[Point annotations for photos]
........

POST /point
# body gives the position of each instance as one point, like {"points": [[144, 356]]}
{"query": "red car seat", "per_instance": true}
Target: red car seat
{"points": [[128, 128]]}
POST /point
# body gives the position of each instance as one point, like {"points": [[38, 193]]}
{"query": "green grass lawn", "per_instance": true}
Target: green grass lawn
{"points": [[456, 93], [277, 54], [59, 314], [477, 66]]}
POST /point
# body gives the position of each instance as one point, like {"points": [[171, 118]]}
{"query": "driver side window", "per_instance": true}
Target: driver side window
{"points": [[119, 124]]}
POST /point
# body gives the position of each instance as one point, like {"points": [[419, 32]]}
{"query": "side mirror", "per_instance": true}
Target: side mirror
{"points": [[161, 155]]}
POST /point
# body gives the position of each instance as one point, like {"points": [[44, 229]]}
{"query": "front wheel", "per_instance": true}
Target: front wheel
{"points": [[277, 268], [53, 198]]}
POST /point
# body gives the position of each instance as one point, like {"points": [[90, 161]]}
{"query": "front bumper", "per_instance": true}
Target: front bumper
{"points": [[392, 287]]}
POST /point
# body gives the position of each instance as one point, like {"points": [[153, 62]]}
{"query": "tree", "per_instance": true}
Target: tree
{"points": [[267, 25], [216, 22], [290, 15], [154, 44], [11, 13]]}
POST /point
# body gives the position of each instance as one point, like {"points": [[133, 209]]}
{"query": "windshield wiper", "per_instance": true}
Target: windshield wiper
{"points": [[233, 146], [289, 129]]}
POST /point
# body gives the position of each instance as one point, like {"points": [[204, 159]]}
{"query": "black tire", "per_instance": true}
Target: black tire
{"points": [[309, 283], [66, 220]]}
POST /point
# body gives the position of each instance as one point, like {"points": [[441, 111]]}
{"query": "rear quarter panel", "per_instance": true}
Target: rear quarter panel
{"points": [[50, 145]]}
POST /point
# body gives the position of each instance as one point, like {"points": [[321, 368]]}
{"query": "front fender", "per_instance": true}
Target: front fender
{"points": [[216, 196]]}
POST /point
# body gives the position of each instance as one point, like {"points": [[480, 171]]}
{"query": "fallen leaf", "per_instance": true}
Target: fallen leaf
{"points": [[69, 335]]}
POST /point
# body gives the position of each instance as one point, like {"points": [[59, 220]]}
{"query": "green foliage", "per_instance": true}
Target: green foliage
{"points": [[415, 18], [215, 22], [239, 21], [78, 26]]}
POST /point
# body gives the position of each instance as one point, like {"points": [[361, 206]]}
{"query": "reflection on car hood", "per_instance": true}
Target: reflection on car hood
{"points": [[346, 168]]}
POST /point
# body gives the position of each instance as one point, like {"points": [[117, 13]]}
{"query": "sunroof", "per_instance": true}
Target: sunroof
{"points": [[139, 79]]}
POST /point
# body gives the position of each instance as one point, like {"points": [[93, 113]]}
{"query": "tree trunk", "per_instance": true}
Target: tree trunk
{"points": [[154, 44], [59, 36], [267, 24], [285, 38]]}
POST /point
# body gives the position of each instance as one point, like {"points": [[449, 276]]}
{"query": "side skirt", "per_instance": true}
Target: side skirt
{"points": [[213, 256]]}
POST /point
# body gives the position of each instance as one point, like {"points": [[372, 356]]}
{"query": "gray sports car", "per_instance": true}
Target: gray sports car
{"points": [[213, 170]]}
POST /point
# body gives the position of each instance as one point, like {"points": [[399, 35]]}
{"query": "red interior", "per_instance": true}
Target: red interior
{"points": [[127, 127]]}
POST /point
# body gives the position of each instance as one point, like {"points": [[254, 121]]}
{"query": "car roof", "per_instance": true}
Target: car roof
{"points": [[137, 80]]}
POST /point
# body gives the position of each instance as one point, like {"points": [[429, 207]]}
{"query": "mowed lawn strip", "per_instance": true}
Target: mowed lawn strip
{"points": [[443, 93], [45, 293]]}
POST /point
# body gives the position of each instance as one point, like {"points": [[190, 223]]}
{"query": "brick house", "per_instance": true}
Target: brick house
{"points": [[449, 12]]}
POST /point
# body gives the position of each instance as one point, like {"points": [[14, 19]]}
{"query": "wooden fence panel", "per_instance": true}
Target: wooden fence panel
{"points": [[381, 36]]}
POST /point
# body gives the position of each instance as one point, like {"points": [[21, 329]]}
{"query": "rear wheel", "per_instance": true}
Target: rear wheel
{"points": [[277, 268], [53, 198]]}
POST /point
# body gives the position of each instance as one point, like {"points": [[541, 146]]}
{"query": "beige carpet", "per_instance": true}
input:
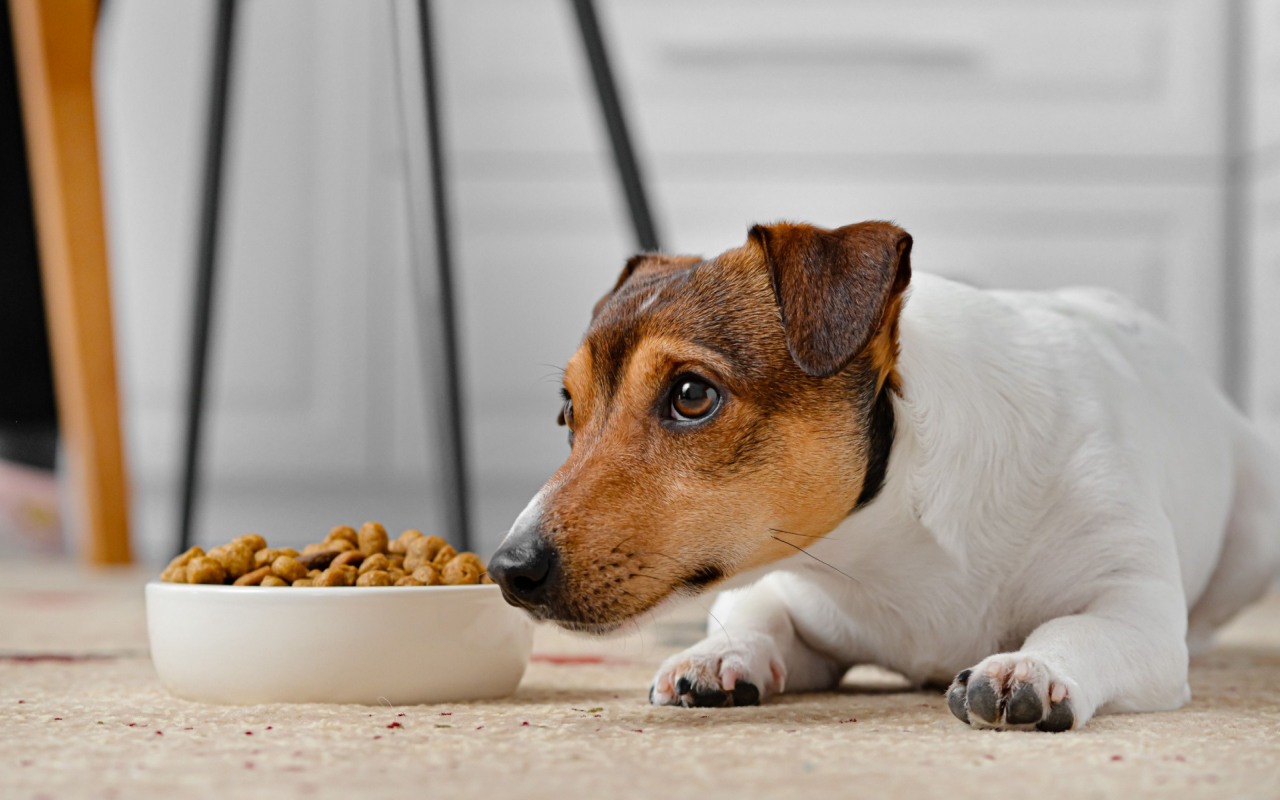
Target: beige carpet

........

- _OBJECTIVE_:
Each record above should be copied character for character, with pictures dropped.

- _WRITTEN SOLUTION_:
POST /point
# body gives the position of each instance as one point, like {"points": [[144, 356]]}
{"query": "red car seat", "per_instance": true}
Target: red car seat
{"points": [[128, 128]]}
POST /point
# body gives the position of each instance as one point, like {"points": [[38, 193]]}
{"query": "green grass lawn", "per_instance": true}
Target: green grass lawn
{"points": [[456, 93], [277, 54], [59, 314], [477, 66]]}
POST /point
# body gives the position of each instance as one point, like {"points": [[171, 118]]}
{"query": "driver side window", "per_instance": true}
Target: driver side window
{"points": [[119, 124]]}
POST /point
# body gives the position of each instance as one point, like {"points": [[419, 32]]}
{"query": "side mirror", "per_instance": true}
Target: side mirror
{"points": [[161, 155]]}
POST /point
# body gives the position of each instance as one point, like {"points": [[44, 229]]}
{"query": "front wheel", "per_instance": true}
Target: front wheel
{"points": [[277, 268], [53, 198]]}
POST /point
# body gives the position of each instance as one point, like {"points": [[90, 161]]}
{"query": "front bumper", "per_instance": true}
Target: front bumper
{"points": [[392, 287]]}
POST /point
# body gives the position of each instance as one point, like {"points": [[153, 62]]}
{"query": "tree", "per_instance": true}
Target: tree
{"points": [[267, 25], [216, 22], [290, 15], [154, 44], [11, 13]]}
POST /point
# body gives the position of each instance as one point, like {"points": [[133, 209]]}
{"query": "windshield wiper", "per_instance": true}
Target: windshield wiper
{"points": [[233, 146], [289, 129]]}
POST /point
# body gives the position of each instance as one point, like {"points": [[204, 159]]}
{"query": "black tire", "per_instance": true}
Target: black tire
{"points": [[309, 283], [66, 220]]}
POST /point
# body gives the position of each instance as one point, like {"points": [[441, 111]]}
{"query": "rear quarter panel", "per_instance": true}
Target: rear quarter panel
{"points": [[50, 145]]}
POST /point
# body gives the position of each instance as one point, like {"points": [[321, 368]]}
{"query": "front fender", "per_instance": true}
Target: front fender
{"points": [[216, 196]]}
POST /point
# body gives the position of each instance as one point, like {"points": [[480, 171]]}
{"query": "fallen leaf", "per_instance": true}
Target: fallen leaf
{"points": [[69, 335]]}
POST /point
# body gives the position of each instance as one point, like {"points": [[59, 220]]}
{"query": "green foliage", "per_instance": true}
Target: green foliage
{"points": [[415, 18], [215, 22], [239, 21], [78, 26]]}
POST /point
# body gives the position of each instance as one point, like {"points": [[361, 206]]}
{"query": "reflection on car hood", "per_instance": true}
Target: reflection on car hood
{"points": [[346, 168]]}
POST /point
# body gives the position of each instance as one point, like {"points": [[117, 13]]}
{"query": "sunroof", "per_instance": true}
Target: sunroof
{"points": [[139, 79]]}
POST /point
# body gives the position of each instance as one point, like {"points": [[93, 113]]}
{"query": "tree trunk", "per_instance": true}
Target: tree trunk
{"points": [[154, 44], [59, 36], [267, 24], [285, 38]]}
POST /point
# body gives the position of each instance as one point, like {"points": [[449, 276]]}
{"query": "side skirt", "per_instance": true}
Target: side skirt
{"points": [[213, 256]]}
POST /point
# body gives the position of each instance as one point, like {"points": [[372, 356]]}
{"query": "gray sports car", "per_instance": true}
Target: gray sports car
{"points": [[213, 170]]}
POST /point
# body gives the position of each instance as one point, like {"points": [[399, 35]]}
{"query": "red interior", "per_instance": true}
Target: red interior
{"points": [[127, 127]]}
POST /point
# body gives the position of each instance as one point, like {"points": [[254, 121]]}
{"query": "car roof", "per_instance": true}
Target: car roof
{"points": [[137, 80]]}
POST /point
# body gives the position of each instance as one point, like {"points": [[429, 207]]}
{"query": "mowed lawn strip", "per_instance": true}
Target: mowed lawn strip
{"points": [[443, 93], [45, 293]]}
POST /point
# body gives the position of each instance as one point, like {"points": [[190, 223]]}
{"query": "brick house", "per_instance": true}
Target: brick house
{"points": [[449, 12]]}
POST /point
# body gives the position of each instance as one point, like {"points": [[14, 19]]}
{"query": "wooden fence panel", "per_instance": true}
Target: wooden fence panel
{"points": [[381, 36]]}
POST /point
# body gives the position of each instance as one point, like {"points": [[21, 329]]}
{"query": "rear wheel", "per_instance": true}
Target: rear wheel
{"points": [[277, 268], [53, 198]]}
POST /point
# body gives the position of each instance as one point, like {"points": [[541, 146]]}
{"query": "beige carpet", "per_instance": true}
input:
Target: beige carpet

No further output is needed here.